WORK TO COMPLETE: Please count the lines in the items below that contain the string "foliage", treating uppercase and lowercase as different, and give only the number.

Data pulled from a collection:
-.-.-

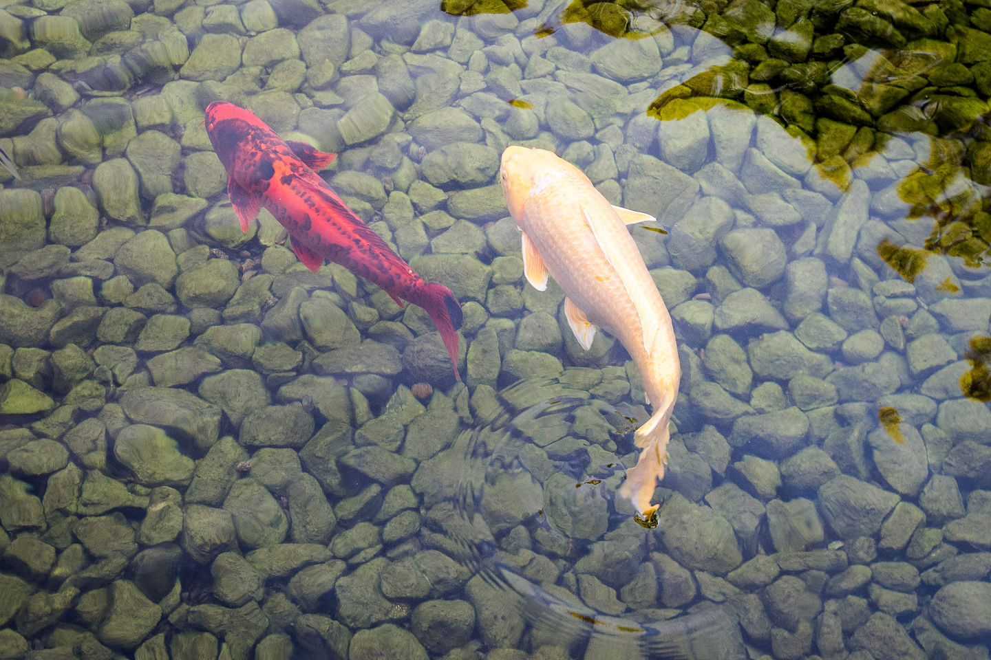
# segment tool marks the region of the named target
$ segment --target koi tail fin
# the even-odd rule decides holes
[[[640,447],[640,457],[636,465],[626,470],[626,480],[619,487],[619,495],[628,498],[637,508],[638,513],[647,518],[657,510],[658,505],[651,505],[657,480],[664,478],[664,465],[668,460],[668,440],[671,432],[668,421],[671,418],[671,406],[661,405],[647,420],[646,424],[636,429],[633,439]]]
[[[423,287],[421,301],[414,302],[426,310],[437,326],[444,347],[451,356],[454,377],[461,380],[461,374],[458,373],[458,329],[461,328],[462,315],[458,299],[446,286],[429,282]]]

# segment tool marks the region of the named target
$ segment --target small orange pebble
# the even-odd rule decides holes
[[[433,394],[433,388],[430,387],[430,383],[416,383],[409,388],[409,390],[413,393],[414,397],[421,401],[429,398],[430,395]]]

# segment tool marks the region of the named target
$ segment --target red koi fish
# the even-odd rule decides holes
[[[334,159],[300,141],[281,140],[251,111],[226,101],[206,107],[206,132],[227,168],[227,193],[241,229],[268,209],[289,233],[292,251],[316,272],[324,259],[378,284],[399,307],[419,305],[440,331],[458,373],[461,306],[451,291],[425,282],[370,230],[314,170]]]

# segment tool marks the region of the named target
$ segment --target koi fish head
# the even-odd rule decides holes
[[[213,149],[229,170],[239,145],[260,120],[250,110],[227,101],[214,101],[206,107],[205,123]]]
[[[546,149],[512,145],[502,151],[499,182],[509,215],[522,218],[523,206],[530,195],[539,192],[547,173],[556,167],[555,160],[557,156]]]

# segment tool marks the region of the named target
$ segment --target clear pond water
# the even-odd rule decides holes
[[[988,658],[981,3],[0,0],[0,657]],[[462,304],[245,234],[214,100]],[[551,149],[630,226],[650,408],[522,274]],[[634,255],[631,255],[631,257]]]

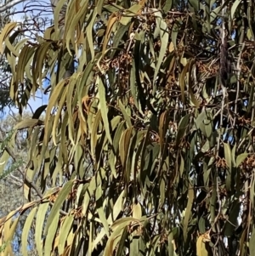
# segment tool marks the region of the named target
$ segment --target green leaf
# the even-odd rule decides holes
[[[249,154],[247,153],[242,153],[239,155],[236,158],[236,167],[239,167],[248,156]]]
[[[73,185],[73,180],[69,180],[61,189],[47,219],[45,229],[44,229],[44,234],[47,234],[49,226],[51,225],[53,220],[55,219],[55,216],[60,215],[60,209],[64,201],[66,200],[67,196],[72,188],[72,185]]]
[[[231,20],[234,19],[234,15],[235,13],[235,10],[238,7],[238,5],[240,4],[240,3],[241,2],[241,0],[235,0],[235,3],[233,3],[232,7],[231,7]]]
[[[228,143],[224,143],[224,156],[228,165],[227,178],[226,178],[226,189],[228,191],[231,190],[231,179],[232,179],[232,156],[231,149]]]
[[[21,252],[22,252],[22,255],[24,256],[27,256],[28,255],[28,252],[27,252],[27,239],[28,239],[28,235],[29,235],[29,231],[32,224],[32,221],[34,219],[34,216],[37,213],[37,208],[34,208],[31,209],[31,211],[29,213],[25,225],[24,225],[24,228],[22,230],[22,235],[21,235]]]
[[[188,237],[187,236],[188,236],[188,226],[189,226],[190,219],[191,217],[191,209],[192,209],[193,201],[194,201],[194,189],[190,185],[189,189],[188,189],[188,204],[187,204],[187,208],[185,210],[185,215],[184,215],[184,242],[187,241],[187,237]]]
[[[35,231],[35,240],[37,249],[39,256],[42,256],[42,227],[43,223],[46,218],[46,213],[48,208],[49,202],[45,202],[40,204],[37,214],[36,220],[36,231]]]
[[[178,123],[178,132],[176,134],[176,140],[175,140],[177,147],[179,145],[182,139],[184,137],[189,123],[190,123],[190,114],[182,117],[182,119]]]
[[[99,85],[99,106],[101,110],[102,114],[102,119],[105,125],[105,129],[106,133],[106,136],[109,139],[109,142],[112,144],[111,136],[110,133],[110,127],[109,127],[109,118],[108,118],[108,105],[106,102],[106,92],[105,88],[103,83],[102,79],[98,77],[97,78],[97,83]]]
[[[74,216],[67,215],[65,218],[64,223],[62,224],[60,230],[60,241],[58,245],[59,253],[61,255],[64,253],[65,244],[67,240],[67,236],[71,231],[74,221]]]

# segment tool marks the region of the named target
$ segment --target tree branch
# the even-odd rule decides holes
[[[26,0],[14,0],[12,2],[9,2],[4,5],[2,5],[0,6],[0,13],[3,13],[6,10],[8,10],[8,9],[15,6],[16,4],[20,3],[22,3],[22,2],[25,2]]]

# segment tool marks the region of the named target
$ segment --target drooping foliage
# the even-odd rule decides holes
[[[49,100],[16,126],[29,202],[0,242],[28,211],[23,255],[33,225],[38,255],[254,253],[254,3],[72,0],[60,19],[65,4],[43,38],[1,34],[20,113]]]

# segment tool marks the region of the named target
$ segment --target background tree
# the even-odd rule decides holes
[[[1,242],[29,211],[23,255],[33,221],[39,255],[252,255],[254,13],[252,1],[60,1],[43,37],[11,45],[22,31],[9,24],[20,112],[50,85],[16,127],[30,202],[0,219]]]

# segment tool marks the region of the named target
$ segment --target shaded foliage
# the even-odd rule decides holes
[[[43,38],[9,45],[10,23],[0,42],[20,113],[50,77],[16,127],[23,255],[33,221],[39,255],[250,255],[254,3],[69,1],[61,20],[63,5]],[[17,219],[0,219],[3,242]]]

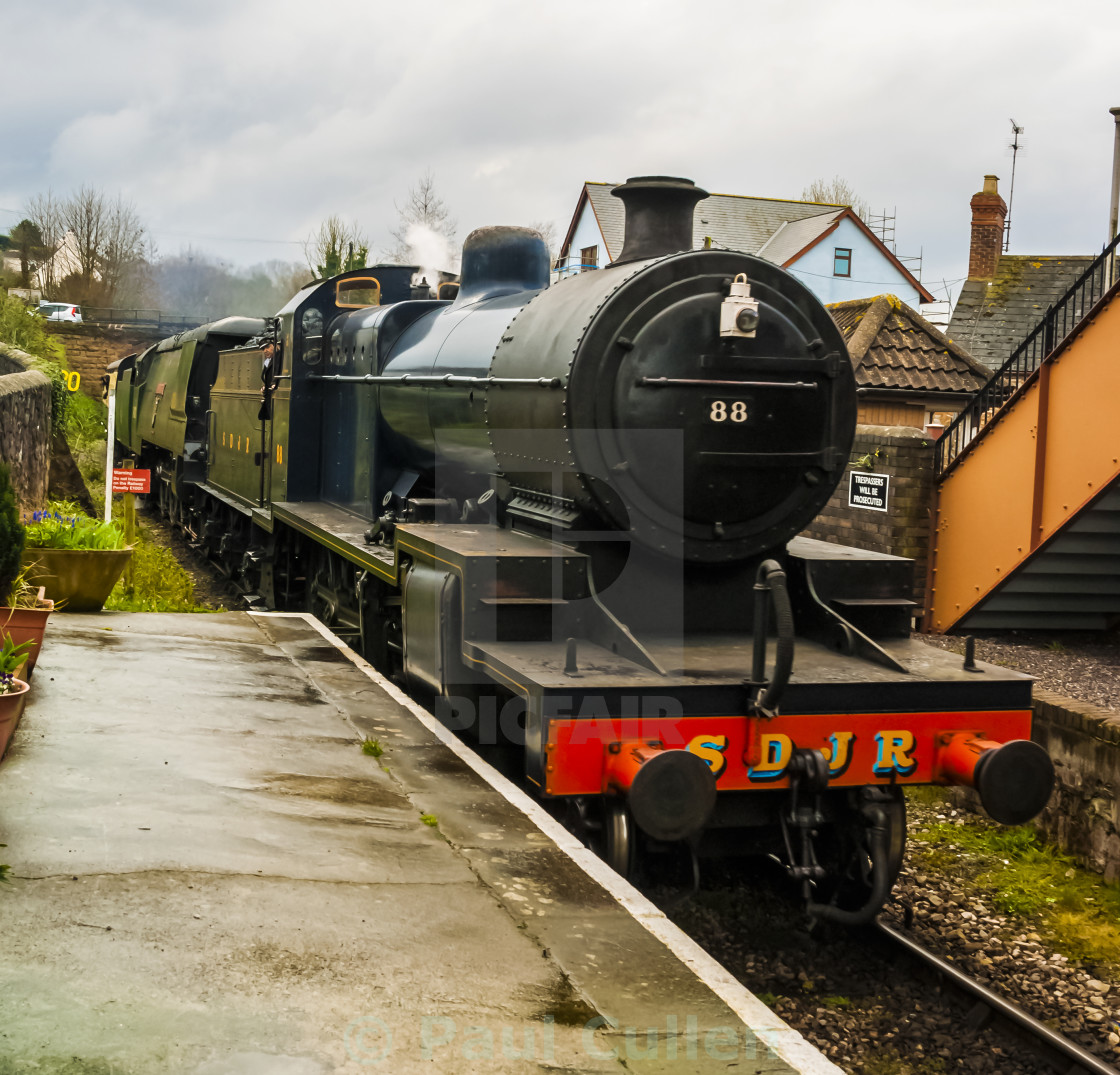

-.-.-

THE ANSWER: 2